_Angezeigter Text_.

Aufgrund dieser Ansprüche an die klimatischen Voraussetzungen erfolgt Weinbau vorwiegend in den Zonen der Erde, in denen relativ gemäßigte Klimabedingungen herrschen. Dies ist vor allem zwischen dem 30. und 50. Grad nördlicher und dem 30. und 40. Grad südlicher Breite der Fall. Sowohl in der nördlichen als auch in der südlichen Hemisphäre konzentriert sich der Weinbau vornehmlich auf Regionen mit gemäßigtem, mediterranem Klima. Außerhalb dieser beiden Gürtel, zum Beispiel in feucht-kühlen oder in feucht-tropischen Gebieten, gelingt Rebanbau lediglich in einigen wenigen kleinklimatisch begünstigten Regionen.

Der Klimawandel in jüngster Zeit, der innerhalb von zehn Jahren zum Anstieg der mittleren Jahrestemperatur um durchschnittlich 0,5° C und Veränderungen in Häufigkeit und Intensität der Niederschläge führt, hatte bereits Umstellungen im traditionellen Rebsortiment zur Folge als auch Rebplanzungen in Bereichen, die bislang keine klimatische Eignung für Weinbau aufweisen.

Der intensivste Weinbau wird auf der nördlichen Halbkugel zwischen dem 35. und 47. Breitengrad betrieben. Die hier herrschenden Klimavoraussetzungen beeinflussen in unterschiedlicher Relation Erträge und Beschaffenheit der Weine. Starke Sonneneinstrahlung in den Mittelmeerländern ergibt Weine, die sich vielfach durch hohen Alkohol- und Extraktgehalt sowie niedrigen Säuregehalt auszeichnen. Ausnahmen bilden Regionen, in denen Weinbau in weniger heißen und trockenen Bereichen (ab etwa 450 Meter über dem Meeresspiegel) betrieben wird. Die Beeren verfügen hier über höheren Säuregehalt, so dass daraus auch relativ frische und leichte Weißweine erzeugt werden können. Zudem begünstigen Säuerung und teilweiser Alkoholentzug bei der Weinbereitung die Erzeugung dieser Weintypen.

Klimadaten im globalen Vergleich: Die „Great Wine Capitals“, Metropolen renommierter Weinbaugebiete, im Jahresdurchschnitt auf der Grundlage von Messungen im Zeitraum von drei Jahrzehnten.

_Deine Aufgaben_.
a: Gib an, zwischen welchen Breitengraden laut dem Text zum Weinbau auf der nördlichen Halbkugel der intensivste Weinbau betrieben wird.
b: Wiederhole aus dem Text zum Weinbau wörtlich den Abschnitt von „Der intensivste Weinbau“ bis „Erzeugung dieser Weintypen.“.

_Bereitgestelltes Material_.

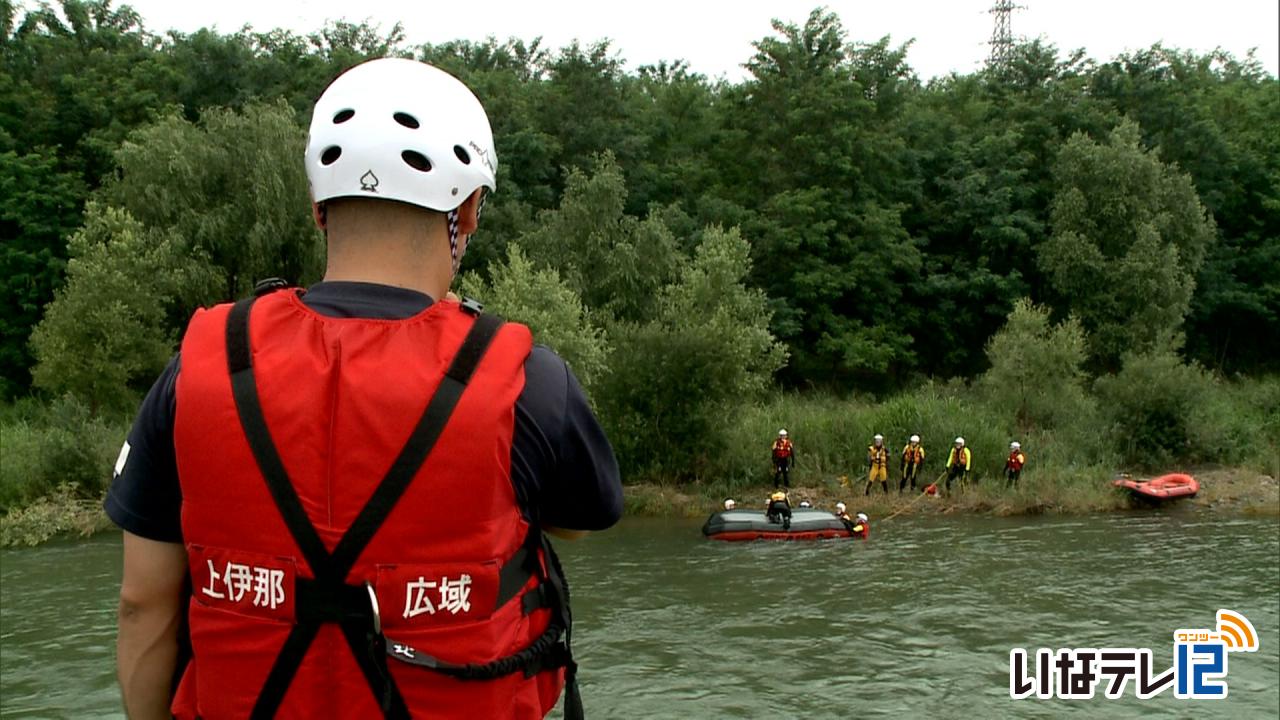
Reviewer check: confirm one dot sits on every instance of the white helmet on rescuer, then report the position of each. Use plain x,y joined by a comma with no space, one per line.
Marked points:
400,130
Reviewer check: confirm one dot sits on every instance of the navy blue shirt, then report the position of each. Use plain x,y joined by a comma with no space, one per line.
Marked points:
562,466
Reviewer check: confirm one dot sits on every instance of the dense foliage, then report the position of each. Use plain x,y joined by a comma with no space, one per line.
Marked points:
828,222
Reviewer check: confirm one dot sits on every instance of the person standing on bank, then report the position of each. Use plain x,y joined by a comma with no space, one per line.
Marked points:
959,461
1014,464
877,461
356,479
784,458
913,459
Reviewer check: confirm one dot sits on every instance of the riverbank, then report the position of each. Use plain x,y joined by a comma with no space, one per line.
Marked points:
1223,490
1226,490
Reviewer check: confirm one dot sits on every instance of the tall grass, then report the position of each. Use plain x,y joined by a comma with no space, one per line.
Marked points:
831,437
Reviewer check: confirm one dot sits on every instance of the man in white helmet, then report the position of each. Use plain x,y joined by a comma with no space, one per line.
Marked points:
877,463
356,479
913,459
784,456
959,461
1014,464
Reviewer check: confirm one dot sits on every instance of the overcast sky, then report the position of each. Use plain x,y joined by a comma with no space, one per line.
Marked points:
716,37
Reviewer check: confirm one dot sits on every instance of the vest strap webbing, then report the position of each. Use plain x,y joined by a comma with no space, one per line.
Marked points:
330,569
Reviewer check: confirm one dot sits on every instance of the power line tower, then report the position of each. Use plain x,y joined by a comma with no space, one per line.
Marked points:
1001,35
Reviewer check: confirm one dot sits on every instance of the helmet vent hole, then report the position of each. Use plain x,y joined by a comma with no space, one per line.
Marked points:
416,160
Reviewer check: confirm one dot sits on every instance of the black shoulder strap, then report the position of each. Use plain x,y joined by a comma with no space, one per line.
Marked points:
419,446
330,570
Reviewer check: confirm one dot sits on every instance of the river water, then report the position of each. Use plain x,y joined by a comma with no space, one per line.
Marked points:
915,621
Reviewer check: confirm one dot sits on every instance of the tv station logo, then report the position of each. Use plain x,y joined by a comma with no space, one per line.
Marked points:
1198,671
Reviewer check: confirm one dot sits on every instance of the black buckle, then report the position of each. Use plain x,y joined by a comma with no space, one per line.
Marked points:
268,286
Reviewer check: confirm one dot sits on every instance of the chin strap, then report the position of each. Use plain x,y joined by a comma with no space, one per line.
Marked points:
452,219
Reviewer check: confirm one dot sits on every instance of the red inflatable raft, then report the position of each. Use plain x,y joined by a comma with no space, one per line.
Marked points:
1165,487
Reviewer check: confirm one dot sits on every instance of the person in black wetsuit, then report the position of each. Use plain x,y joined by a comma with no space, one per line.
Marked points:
778,509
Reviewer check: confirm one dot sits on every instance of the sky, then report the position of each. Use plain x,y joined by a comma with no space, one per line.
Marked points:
716,37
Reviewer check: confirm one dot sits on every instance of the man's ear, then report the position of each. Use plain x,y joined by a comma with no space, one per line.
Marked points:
469,213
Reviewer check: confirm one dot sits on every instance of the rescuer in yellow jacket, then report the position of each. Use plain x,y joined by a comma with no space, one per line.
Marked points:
913,459
959,463
877,459
1014,465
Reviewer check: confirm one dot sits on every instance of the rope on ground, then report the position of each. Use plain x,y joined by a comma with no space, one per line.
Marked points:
903,509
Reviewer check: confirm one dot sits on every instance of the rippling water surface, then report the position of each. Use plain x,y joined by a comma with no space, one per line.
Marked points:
914,623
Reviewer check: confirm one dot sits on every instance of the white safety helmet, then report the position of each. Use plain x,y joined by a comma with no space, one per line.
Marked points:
400,130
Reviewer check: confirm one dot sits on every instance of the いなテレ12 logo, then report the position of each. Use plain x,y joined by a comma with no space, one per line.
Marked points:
1198,673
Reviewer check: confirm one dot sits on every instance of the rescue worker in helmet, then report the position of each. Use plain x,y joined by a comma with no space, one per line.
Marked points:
784,456
877,463
862,525
842,514
274,483
859,525
959,463
1014,464
778,509
913,459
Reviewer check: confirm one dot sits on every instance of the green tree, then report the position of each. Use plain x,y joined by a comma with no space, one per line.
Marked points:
1129,237
613,261
1036,368
232,186
676,378
810,149
41,204
1156,404
551,309
105,331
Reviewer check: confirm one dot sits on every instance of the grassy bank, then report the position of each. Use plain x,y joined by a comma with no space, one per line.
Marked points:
56,458
1226,490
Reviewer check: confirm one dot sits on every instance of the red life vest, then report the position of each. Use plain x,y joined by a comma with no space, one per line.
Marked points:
877,456
342,400
1015,460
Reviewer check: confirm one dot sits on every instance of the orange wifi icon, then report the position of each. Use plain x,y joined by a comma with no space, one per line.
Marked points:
1237,632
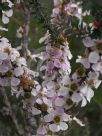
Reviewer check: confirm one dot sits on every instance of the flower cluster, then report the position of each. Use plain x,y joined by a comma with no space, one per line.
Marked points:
57,91
8,13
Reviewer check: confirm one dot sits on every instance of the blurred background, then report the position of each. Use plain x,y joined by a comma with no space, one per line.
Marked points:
91,115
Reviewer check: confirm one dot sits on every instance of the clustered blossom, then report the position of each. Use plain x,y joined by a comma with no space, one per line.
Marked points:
58,91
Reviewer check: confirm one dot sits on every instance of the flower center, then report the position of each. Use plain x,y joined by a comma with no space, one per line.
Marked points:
80,71
57,119
99,46
73,86
69,102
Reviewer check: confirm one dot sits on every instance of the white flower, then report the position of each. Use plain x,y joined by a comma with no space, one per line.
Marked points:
15,81
18,71
59,101
3,55
88,42
6,15
35,111
78,121
87,92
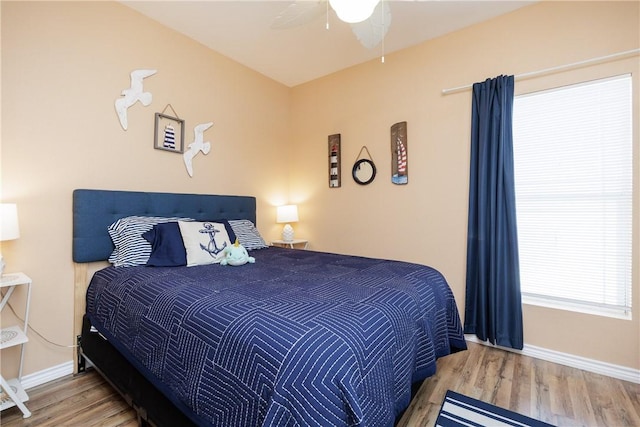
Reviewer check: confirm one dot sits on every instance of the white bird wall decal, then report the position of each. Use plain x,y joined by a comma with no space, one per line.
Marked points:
133,95
196,146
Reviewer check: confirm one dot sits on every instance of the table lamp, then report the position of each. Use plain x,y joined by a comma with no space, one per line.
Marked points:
285,215
9,229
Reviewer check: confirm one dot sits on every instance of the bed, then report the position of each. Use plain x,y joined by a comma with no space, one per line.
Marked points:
296,338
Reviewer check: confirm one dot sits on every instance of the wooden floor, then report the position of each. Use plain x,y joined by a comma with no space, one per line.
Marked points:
553,393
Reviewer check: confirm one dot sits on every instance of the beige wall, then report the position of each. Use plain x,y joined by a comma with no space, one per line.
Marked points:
426,220
64,64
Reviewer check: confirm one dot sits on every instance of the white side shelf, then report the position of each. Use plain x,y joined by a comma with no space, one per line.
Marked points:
17,389
13,393
13,335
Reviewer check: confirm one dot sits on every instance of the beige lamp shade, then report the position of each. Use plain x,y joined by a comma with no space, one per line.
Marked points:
287,214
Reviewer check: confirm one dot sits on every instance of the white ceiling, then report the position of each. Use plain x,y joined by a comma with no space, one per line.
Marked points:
241,30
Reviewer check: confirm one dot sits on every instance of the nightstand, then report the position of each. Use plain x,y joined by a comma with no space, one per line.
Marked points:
12,391
293,244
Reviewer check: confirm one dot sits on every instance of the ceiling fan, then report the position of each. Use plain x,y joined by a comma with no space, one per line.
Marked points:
369,31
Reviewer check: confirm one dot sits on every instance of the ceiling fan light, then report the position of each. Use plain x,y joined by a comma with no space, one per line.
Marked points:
353,11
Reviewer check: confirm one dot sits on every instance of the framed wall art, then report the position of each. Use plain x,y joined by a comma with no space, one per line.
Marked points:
169,133
334,161
399,165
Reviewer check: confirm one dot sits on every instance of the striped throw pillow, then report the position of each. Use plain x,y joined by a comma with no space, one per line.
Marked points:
131,248
247,234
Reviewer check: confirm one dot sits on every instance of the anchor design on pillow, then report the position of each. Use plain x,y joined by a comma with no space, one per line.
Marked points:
212,247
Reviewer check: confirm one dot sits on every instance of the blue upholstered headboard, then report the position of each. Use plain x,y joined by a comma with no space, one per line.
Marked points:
95,210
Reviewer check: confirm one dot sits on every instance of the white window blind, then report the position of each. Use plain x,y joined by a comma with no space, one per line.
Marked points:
573,174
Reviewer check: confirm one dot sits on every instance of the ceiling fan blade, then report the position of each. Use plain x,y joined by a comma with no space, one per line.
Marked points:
370,32
299,13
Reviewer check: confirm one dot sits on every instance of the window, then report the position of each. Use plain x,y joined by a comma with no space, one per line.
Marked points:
573,174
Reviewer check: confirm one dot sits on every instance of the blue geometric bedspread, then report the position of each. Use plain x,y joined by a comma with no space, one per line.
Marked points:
299,338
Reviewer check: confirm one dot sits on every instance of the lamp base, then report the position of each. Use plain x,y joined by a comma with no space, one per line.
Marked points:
287,233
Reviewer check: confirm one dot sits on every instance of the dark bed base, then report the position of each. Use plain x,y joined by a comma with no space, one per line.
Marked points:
152,407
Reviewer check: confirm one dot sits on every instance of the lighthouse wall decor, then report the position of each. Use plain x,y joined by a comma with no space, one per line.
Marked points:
334,161
168,133
399,166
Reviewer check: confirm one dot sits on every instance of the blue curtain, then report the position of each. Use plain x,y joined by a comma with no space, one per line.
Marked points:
493,309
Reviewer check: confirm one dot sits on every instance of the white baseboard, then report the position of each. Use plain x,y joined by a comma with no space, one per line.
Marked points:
590,365
46,375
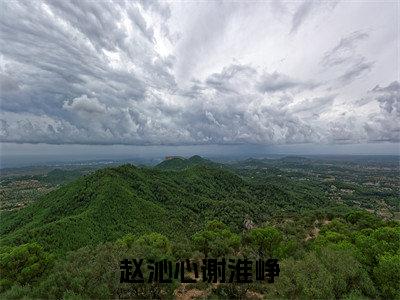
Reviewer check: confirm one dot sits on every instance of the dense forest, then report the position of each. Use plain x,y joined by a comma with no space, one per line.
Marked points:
69,242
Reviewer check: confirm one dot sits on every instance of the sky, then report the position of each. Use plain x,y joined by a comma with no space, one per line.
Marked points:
205,73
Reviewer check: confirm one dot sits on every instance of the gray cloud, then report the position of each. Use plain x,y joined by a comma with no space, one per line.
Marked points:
280,82
344,51
301,14
355,71
92,72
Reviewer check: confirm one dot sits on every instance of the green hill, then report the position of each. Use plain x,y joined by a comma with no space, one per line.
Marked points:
109,203
180,163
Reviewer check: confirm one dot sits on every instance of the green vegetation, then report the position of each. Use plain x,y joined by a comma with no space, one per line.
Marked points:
68,243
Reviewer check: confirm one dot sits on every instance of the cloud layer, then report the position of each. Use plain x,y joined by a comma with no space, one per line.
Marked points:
150,73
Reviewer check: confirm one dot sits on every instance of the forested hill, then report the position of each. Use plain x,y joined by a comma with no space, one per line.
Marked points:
111,202
180,163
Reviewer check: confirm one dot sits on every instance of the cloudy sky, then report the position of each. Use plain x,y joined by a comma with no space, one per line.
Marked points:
199,73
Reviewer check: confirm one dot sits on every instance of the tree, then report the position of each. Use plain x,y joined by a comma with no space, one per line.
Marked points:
216,239
387,275
23,264
265,240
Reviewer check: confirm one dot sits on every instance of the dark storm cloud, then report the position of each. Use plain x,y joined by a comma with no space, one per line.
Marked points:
103,72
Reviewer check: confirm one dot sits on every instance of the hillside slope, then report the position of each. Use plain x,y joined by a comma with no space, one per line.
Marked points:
111,202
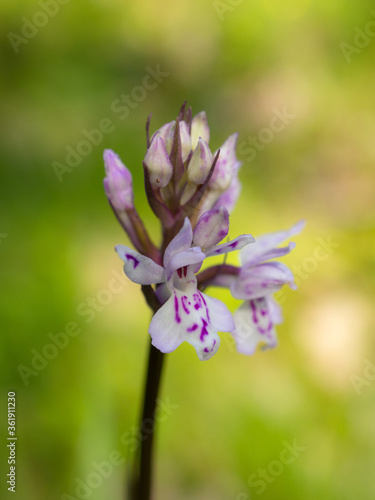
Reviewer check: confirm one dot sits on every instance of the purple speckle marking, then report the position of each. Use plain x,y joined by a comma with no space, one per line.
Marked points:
176,316
185,302
206,349
205,305
204,330
130,257
197,300
182,272
254,311
267,329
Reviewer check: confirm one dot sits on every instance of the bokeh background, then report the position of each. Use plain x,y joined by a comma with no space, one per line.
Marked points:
239,61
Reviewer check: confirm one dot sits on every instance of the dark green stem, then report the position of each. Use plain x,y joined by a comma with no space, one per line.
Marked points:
141,489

_Lösungen unten_.
a: Zwischen dem 35. und dem 47. Breitengrad.

b:
Der intensivste Weinbau wird auf der nördlichen Halbkugel zwischen dem 35. und 47. Breitengrad betrieben. Die hier herrschenden Klimavoraussetzungen beeinflussen in unterschiedlicher Relation Erträge und Beschaffenheit der Weine. Starke Sonneneinstrahlung in den Mittelmeerländern ergibt Weine, die sich vielfach durch hohen Alkohol- und Extraktgehalt sowie niedrigen Säuregehalt auszeichnen. Ausnahmen bilden Regionen, in denen Weinbau in weniger heißen und trockenen Bereichen (ab etwa 450 Meter über dem Meeresspiegel) betrieben wird. Die Beeren verfügen hier über höheren Säuregehalt, so dass daraus auch relativ frische und leichte Weißweine erzeugt werden können. Zudem begünstigen Säuerung und teilweiser Alkoholentzug bei der Weinbereitung die Erzeugung dieser Weintypen.